PROBLEM TO WORK ON: Continue the article about converting Markdown files to DITA XML, picking up right after its last sentence.
Top of DOCUMENT SECTION
How I Converted Thousands of Markdown Files to DITA XML Using TypeScript

This story happened in mid-2023. I finally found enough free time to write about it.

Manually converting Markdown to DITA isn’t fun

I used to work for a company that used DITA XML for its documentation. For reasons I cannot discuss due to NDAs, a few of their products used Markdown (MkDocs) for their documentation instead of DITA.

Running both systems in parallel seemed fine at first. However, it eventually caused problems when we started integrating those products with the rest of our portfolio, which used DITA for documentation. We needed to reuse content and keep it synchronized, which meant manually recreating most things. After a few weeks of manually copy-pasting content, my manager decided we should migrate everything to DITA XML.

How should we handle the migration?

At first, my manager suggested using ChatGPT or writing a script to pass everything to the GPT-3.5/4 API. I was not convinced by these options.

First, we were dealing with confidential company information. We did not have company-approved ChatGPT licenses, and getting approval from the InfoSec department would take weeks or months. We did have authorization to use the GPT-3.5 and GPT-4 APIs, but I still did not think that was the best solution. Processing large volumes of XML could cause our API costs to skyrocket, especially with GPT-4. Additionally, I knew my coworkers would not want to use a command-line interface multiple times a day just to do their jobs. There had to be a better way.

After searching online and brainstorming with the newly launched Bing Chat, I came up with an interesting solution: creating a desktop app that transformed Markdown to DITA.

The logic was straightforward:

Load the Markdown files into the application.
Transform the files to HTML.
Manipulate that HTML into structural DITA XML using standard developer tools.

Analyzing the source Markdown

Before writing any code, I needed to check the source Markdown to see what I was dealing with. I had never looked at our Markdown source repositories before; all I knew was that “it’s just Markdown.”
Bottom of DOCUMENT SECTION
Top of PROVIDED RECORDS
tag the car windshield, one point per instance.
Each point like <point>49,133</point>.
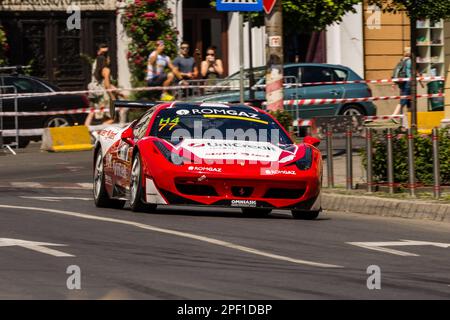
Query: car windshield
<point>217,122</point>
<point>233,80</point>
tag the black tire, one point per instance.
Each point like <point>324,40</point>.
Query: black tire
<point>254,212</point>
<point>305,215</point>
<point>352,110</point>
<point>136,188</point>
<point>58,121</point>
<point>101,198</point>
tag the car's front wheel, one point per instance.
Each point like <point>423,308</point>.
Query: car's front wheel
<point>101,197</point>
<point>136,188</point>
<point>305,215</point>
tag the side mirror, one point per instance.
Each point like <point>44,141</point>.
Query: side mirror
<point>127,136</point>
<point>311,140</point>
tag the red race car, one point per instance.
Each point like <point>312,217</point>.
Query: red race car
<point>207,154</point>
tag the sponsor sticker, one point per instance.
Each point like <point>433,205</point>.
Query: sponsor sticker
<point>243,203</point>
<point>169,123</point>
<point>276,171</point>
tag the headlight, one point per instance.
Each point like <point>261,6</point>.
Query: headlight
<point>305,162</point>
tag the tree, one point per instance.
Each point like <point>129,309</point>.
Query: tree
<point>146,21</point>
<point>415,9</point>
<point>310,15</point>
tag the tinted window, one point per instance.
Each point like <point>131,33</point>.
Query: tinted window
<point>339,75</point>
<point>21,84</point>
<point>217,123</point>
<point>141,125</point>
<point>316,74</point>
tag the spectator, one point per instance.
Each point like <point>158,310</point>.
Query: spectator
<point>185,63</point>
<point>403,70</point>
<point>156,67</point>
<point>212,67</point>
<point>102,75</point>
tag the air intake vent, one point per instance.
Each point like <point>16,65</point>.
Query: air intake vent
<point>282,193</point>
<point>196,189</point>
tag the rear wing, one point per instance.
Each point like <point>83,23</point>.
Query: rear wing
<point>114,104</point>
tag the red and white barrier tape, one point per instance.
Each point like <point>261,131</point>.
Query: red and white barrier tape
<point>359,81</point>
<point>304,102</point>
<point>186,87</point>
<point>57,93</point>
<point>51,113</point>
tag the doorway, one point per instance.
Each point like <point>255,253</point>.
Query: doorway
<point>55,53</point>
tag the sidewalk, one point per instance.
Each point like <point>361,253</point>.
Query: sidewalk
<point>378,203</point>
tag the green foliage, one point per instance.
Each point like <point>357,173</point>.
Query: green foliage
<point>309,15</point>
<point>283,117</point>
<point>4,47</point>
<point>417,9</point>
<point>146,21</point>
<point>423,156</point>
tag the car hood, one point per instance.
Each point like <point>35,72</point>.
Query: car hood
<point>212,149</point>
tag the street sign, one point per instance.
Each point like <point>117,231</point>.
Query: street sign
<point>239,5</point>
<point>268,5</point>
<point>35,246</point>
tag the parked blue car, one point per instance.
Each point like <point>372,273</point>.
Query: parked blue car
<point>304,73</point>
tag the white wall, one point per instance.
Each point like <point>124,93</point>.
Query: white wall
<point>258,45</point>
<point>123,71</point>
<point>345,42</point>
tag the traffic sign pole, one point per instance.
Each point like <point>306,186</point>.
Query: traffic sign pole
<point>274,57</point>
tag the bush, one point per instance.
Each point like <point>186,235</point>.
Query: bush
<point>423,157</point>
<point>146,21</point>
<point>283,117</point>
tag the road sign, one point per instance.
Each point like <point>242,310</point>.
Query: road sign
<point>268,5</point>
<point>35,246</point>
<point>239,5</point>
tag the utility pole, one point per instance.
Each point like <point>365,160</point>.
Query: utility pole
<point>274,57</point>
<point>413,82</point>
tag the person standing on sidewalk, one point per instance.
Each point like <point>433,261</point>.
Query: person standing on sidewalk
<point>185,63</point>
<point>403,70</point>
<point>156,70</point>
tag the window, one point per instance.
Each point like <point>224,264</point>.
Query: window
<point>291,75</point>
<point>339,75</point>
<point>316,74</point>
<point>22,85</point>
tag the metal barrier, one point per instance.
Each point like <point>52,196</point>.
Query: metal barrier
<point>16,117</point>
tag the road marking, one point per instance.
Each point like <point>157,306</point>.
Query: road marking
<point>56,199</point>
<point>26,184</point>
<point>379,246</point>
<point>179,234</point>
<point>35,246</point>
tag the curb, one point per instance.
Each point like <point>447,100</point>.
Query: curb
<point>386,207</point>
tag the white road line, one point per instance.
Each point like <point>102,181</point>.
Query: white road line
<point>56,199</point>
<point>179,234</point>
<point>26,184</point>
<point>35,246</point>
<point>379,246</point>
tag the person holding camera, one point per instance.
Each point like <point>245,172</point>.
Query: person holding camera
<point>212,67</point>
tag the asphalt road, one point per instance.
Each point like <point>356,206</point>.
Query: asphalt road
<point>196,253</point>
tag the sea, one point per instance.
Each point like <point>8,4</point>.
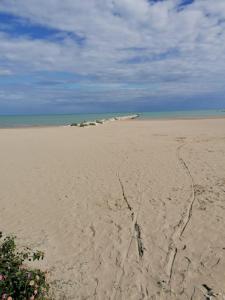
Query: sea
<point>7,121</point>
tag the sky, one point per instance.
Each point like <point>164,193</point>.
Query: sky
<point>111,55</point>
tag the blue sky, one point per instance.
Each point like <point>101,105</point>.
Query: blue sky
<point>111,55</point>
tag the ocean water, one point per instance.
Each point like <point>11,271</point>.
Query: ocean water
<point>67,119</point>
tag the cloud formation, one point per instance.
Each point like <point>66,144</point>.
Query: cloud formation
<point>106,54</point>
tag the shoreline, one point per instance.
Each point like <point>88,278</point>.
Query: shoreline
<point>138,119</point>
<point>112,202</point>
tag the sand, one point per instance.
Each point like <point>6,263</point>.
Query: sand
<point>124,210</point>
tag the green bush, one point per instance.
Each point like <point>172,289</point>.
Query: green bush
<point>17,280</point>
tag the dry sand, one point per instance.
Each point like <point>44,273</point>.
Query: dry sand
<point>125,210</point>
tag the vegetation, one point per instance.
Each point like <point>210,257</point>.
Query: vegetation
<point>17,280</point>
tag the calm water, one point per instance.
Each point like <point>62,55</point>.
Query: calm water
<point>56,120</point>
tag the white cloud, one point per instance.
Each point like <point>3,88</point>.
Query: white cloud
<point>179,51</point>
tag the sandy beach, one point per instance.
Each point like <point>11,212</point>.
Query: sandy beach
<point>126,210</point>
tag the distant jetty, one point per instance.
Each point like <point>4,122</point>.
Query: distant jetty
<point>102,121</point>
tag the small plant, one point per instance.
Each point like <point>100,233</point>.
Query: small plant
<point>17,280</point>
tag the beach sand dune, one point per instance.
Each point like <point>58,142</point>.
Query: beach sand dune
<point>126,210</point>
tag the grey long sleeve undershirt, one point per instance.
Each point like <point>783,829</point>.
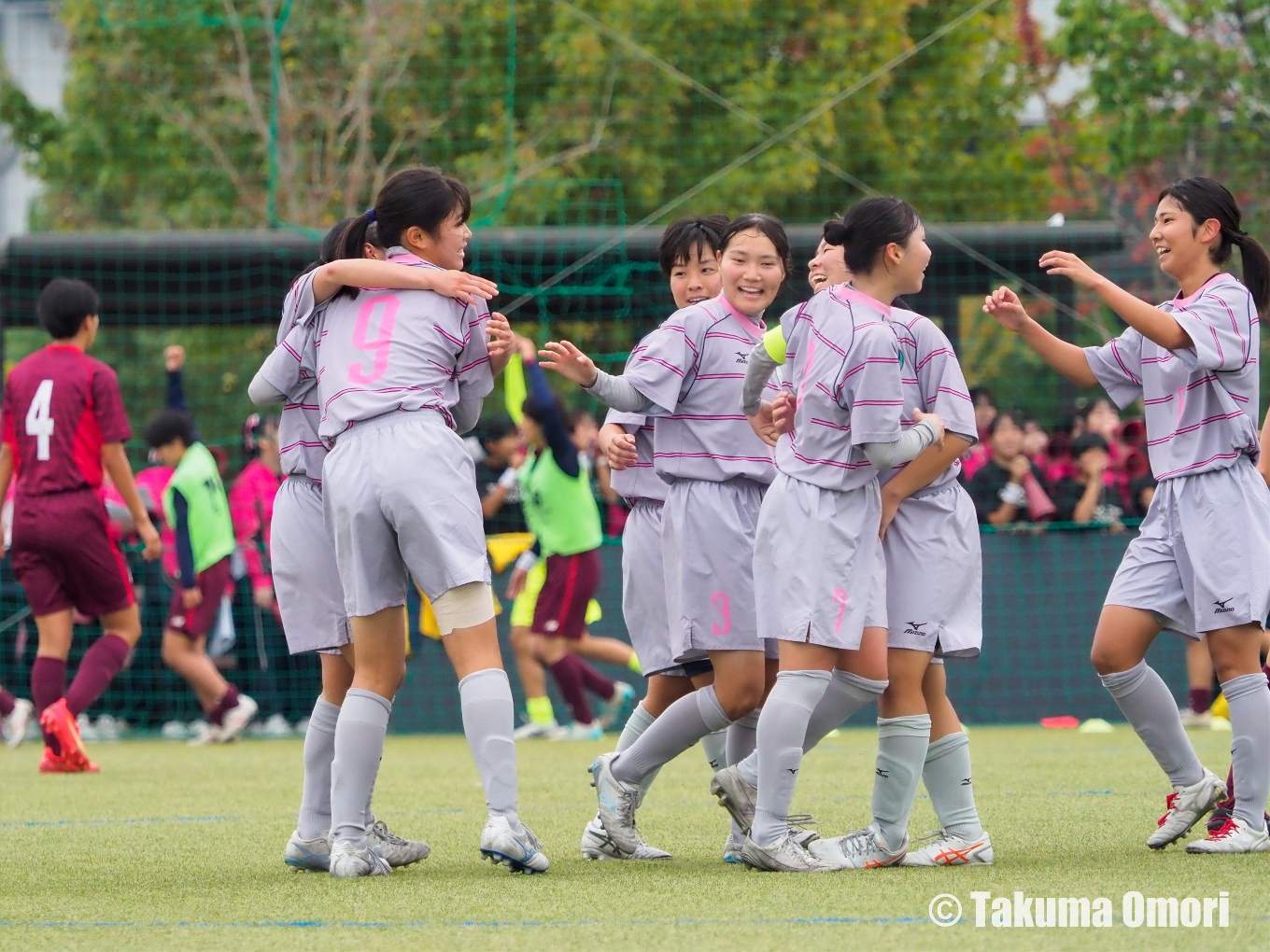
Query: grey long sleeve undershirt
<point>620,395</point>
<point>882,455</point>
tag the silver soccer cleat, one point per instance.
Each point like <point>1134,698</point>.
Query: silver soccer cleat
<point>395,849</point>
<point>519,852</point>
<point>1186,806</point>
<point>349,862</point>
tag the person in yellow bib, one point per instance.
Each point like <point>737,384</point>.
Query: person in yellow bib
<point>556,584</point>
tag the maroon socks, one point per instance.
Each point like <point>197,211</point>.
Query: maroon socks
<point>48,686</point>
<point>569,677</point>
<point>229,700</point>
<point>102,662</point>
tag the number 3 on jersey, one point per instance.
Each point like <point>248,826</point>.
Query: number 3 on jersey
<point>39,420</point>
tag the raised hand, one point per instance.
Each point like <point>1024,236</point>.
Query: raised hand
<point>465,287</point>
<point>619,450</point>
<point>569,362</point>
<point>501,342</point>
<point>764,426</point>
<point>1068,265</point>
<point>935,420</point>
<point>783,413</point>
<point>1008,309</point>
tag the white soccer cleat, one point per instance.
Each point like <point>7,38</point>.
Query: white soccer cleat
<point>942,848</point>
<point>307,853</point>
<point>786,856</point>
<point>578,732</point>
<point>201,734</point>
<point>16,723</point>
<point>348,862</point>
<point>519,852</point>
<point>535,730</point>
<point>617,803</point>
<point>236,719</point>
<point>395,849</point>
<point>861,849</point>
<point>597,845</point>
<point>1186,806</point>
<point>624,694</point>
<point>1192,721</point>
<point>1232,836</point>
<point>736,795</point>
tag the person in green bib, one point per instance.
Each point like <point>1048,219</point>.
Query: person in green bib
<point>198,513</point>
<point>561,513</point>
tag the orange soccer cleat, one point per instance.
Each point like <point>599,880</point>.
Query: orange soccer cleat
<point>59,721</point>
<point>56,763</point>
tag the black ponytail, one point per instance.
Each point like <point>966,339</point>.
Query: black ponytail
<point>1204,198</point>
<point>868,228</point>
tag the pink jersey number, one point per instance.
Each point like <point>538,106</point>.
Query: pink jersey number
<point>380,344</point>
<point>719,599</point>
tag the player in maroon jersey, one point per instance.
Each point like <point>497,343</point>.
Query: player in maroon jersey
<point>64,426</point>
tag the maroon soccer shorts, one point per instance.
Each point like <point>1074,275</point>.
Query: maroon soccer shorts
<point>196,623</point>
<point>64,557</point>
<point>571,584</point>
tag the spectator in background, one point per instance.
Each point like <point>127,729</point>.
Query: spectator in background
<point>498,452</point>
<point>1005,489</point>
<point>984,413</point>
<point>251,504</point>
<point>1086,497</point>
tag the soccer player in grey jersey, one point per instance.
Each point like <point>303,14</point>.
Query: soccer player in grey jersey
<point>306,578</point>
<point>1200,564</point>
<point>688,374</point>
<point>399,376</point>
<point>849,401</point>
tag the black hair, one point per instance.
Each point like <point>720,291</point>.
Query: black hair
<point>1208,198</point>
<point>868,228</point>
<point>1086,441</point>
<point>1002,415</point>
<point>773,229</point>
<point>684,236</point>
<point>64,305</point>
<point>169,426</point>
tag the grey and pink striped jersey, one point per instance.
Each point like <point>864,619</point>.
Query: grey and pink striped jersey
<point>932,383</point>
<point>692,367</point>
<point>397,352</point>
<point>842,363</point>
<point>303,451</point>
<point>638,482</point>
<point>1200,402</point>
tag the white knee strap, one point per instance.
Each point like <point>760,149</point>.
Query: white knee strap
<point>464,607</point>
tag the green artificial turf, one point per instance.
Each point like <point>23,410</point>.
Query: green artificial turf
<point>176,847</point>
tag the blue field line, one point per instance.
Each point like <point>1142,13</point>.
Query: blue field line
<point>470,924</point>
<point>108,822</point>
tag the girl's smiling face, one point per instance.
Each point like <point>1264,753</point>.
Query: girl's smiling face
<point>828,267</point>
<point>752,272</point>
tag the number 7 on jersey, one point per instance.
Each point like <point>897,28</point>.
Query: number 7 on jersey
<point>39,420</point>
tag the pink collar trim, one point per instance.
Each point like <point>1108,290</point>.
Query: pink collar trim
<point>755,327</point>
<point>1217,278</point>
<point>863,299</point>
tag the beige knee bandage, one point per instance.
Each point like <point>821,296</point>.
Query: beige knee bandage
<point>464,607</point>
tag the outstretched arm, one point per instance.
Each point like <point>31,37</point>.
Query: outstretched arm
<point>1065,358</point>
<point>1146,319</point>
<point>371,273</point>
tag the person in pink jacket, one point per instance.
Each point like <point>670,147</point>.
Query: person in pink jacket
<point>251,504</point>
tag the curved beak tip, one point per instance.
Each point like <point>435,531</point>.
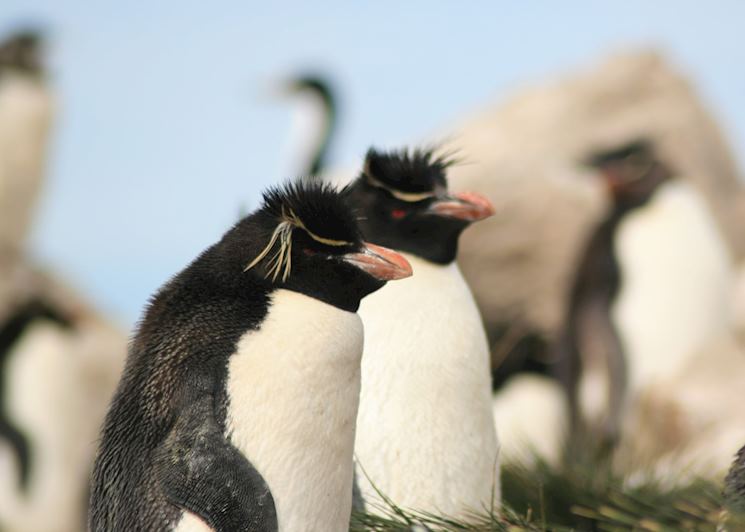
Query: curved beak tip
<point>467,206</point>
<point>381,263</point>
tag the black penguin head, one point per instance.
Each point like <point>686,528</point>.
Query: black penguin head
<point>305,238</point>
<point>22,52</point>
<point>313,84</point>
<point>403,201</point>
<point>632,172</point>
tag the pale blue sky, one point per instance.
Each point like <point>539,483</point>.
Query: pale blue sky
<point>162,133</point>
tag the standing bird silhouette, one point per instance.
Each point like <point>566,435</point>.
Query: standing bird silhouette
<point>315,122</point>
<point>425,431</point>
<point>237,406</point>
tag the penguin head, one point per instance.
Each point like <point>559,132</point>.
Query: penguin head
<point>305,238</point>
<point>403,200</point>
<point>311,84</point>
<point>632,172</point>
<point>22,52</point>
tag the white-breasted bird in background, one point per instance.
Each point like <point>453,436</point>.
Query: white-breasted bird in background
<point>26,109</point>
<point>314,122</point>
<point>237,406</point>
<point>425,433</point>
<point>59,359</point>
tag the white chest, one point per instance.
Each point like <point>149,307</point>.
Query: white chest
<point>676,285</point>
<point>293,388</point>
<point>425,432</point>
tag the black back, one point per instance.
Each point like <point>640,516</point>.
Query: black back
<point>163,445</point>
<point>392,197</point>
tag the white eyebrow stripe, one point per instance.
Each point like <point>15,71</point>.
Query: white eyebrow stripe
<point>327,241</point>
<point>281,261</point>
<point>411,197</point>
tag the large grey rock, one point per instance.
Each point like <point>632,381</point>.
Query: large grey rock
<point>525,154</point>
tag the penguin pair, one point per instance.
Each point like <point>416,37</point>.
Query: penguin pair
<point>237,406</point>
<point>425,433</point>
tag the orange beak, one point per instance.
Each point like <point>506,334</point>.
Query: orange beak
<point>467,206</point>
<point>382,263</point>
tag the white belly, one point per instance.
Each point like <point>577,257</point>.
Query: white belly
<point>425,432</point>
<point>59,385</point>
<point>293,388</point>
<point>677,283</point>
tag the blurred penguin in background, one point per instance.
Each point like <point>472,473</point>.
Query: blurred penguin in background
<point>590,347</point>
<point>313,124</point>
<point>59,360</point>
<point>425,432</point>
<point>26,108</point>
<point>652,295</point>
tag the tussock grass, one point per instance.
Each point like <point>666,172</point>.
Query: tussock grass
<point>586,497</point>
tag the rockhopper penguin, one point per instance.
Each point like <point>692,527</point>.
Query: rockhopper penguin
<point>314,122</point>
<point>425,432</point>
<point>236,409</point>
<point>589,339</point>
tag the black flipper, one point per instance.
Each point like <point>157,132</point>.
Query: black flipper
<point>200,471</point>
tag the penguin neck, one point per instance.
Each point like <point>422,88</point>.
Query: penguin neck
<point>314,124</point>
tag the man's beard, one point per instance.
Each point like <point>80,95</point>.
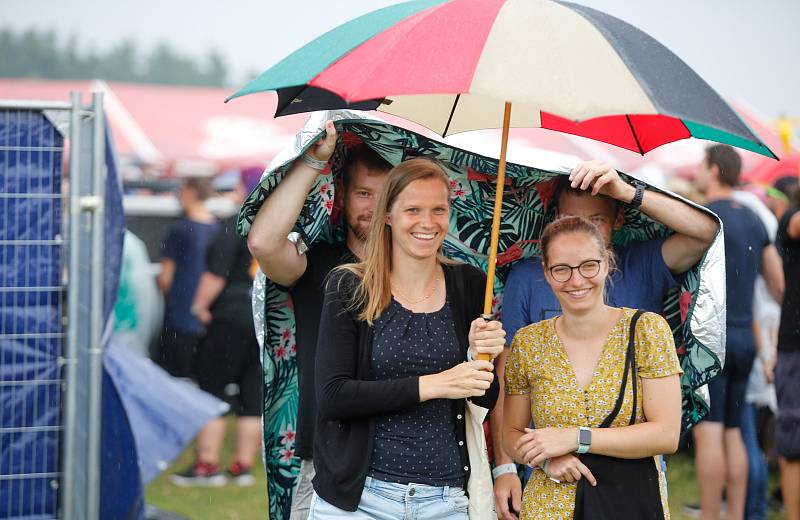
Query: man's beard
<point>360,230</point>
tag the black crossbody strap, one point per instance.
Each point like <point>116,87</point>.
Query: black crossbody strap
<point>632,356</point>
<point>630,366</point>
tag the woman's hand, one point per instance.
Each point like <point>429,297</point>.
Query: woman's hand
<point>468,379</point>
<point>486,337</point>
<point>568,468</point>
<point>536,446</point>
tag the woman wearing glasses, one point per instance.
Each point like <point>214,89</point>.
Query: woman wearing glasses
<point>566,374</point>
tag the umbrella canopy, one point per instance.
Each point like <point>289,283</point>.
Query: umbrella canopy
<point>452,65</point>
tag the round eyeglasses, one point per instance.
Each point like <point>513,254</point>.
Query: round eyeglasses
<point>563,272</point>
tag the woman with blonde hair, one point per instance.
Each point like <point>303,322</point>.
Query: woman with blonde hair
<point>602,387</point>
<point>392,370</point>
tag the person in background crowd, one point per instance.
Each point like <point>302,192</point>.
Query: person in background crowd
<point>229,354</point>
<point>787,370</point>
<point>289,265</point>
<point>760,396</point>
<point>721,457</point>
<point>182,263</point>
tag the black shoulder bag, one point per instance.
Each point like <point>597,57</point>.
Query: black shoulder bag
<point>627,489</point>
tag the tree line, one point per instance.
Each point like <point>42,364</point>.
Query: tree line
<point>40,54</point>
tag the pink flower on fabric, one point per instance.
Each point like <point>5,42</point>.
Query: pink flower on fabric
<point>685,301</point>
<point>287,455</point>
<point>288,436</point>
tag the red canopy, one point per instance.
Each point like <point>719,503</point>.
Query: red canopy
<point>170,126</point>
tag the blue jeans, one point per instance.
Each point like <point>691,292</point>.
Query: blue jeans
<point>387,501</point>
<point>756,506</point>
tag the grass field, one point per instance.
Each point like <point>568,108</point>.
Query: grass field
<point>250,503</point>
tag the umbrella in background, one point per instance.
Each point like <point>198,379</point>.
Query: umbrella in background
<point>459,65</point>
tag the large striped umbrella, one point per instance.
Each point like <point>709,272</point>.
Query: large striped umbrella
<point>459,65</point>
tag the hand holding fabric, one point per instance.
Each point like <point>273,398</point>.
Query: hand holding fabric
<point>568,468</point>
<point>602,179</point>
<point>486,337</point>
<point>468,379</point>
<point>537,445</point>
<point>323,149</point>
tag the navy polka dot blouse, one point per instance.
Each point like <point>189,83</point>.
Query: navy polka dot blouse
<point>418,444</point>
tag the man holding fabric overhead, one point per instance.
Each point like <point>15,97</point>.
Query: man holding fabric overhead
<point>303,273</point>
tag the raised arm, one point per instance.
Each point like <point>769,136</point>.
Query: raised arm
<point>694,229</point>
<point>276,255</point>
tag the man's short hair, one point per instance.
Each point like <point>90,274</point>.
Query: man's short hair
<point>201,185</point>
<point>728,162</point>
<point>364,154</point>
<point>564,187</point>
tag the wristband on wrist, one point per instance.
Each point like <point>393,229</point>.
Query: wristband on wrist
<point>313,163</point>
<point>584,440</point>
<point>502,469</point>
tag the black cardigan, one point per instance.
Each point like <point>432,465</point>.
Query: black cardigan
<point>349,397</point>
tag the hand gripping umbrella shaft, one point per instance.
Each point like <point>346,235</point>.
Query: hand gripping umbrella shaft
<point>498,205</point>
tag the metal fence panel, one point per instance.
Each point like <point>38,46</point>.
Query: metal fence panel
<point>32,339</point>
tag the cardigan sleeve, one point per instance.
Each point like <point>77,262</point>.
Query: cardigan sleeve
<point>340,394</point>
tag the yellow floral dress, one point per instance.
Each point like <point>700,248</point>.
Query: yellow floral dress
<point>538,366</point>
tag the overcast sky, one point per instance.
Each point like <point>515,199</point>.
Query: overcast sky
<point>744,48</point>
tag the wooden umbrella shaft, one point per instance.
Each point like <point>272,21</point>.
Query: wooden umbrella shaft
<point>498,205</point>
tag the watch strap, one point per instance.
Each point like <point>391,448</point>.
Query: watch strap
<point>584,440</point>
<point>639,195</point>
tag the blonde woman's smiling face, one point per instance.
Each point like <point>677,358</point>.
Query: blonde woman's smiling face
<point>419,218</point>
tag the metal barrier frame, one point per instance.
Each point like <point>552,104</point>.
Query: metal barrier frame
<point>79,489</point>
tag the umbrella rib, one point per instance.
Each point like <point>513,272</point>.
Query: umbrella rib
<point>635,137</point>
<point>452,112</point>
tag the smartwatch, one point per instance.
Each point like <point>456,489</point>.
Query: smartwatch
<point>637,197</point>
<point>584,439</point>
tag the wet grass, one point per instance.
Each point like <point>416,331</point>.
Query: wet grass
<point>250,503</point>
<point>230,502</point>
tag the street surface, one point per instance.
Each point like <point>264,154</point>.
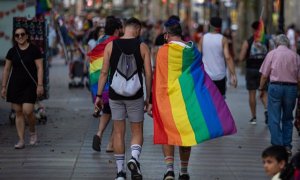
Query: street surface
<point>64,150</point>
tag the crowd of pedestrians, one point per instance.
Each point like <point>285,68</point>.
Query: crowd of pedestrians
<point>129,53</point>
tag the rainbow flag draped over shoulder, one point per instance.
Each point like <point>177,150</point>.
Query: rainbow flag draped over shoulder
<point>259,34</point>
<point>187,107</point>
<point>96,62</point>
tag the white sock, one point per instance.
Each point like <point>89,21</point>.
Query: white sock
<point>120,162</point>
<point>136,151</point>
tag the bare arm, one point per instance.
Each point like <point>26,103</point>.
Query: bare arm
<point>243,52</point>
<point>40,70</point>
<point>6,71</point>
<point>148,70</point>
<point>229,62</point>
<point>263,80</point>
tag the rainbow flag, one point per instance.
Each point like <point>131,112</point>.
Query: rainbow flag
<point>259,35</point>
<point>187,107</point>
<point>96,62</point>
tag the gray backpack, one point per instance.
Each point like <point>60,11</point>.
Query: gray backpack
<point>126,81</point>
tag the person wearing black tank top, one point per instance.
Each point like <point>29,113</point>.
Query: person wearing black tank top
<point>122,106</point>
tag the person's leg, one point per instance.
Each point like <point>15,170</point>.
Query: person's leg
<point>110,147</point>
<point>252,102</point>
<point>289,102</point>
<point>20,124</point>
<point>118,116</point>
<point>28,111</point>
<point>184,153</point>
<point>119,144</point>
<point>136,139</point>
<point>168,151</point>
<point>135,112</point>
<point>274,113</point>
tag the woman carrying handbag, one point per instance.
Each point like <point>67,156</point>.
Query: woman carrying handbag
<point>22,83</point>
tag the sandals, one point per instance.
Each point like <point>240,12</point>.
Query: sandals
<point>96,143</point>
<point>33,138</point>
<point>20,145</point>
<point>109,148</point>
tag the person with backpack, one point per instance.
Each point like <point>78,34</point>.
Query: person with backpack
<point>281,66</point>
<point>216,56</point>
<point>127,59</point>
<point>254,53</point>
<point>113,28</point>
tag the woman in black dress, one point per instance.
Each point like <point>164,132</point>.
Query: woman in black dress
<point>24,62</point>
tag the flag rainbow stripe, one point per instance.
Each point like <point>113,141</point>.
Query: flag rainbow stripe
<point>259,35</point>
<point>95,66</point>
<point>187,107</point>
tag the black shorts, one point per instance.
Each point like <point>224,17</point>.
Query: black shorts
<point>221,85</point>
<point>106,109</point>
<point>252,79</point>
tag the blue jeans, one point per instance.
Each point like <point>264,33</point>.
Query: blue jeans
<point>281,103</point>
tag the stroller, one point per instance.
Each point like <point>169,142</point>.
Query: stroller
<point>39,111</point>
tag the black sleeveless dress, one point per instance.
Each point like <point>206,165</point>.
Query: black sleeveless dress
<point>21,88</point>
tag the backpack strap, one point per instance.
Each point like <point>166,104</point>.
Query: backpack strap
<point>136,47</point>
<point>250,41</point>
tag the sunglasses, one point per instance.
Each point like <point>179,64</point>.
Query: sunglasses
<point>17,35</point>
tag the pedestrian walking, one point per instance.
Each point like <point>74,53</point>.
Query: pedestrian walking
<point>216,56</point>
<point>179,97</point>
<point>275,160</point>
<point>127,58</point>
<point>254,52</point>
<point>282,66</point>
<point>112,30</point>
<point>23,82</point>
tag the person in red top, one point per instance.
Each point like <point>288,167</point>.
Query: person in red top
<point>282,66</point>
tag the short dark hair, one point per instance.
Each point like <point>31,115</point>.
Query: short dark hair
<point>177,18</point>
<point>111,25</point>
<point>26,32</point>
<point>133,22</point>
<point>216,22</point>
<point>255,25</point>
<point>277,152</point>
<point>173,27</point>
Bottom of PROVIDED RECORDS
RESULT FOR THIS TASK:
After getting access to the repositories, I analyzed the files in our most active projects (the ones we were currently converting to DITA manually). After a couple of days of analysis, I made some interesting discoveries:

It wasn’t just Markdown: We were using MkDocs with heavy extensions for admonitions, collapsible sections, and content snippets.
Tons of raw HTML: Authors were using embedded HTML tags as workarounds for Markdown’s styling limitations, like raw HTML tables or inline breaks <br> to force layouts.
Massive files: We had articles stretching over 3,000 lines. Fortunately, most of these were just giant HTML tables.
Consistency helped: Fortunately, every Markdown file contained exactly one H1 header. This consistency proved very helpful later on.

With this information, I established a few clear requirements:

Good performance: The tool needed to process hundreds of these large files quickly.
Extensibility: I needed a Markdown library that either supported our exact MkDocs syntax out of the box or allowed me to add custom syntax rules easily.

Selecting the tech stack

I wanted to choose between Go and JavaScript, as those were the languages I knew best. I also needed a framework that made prototyping fast and easy, since it had been a few years since my last major development project.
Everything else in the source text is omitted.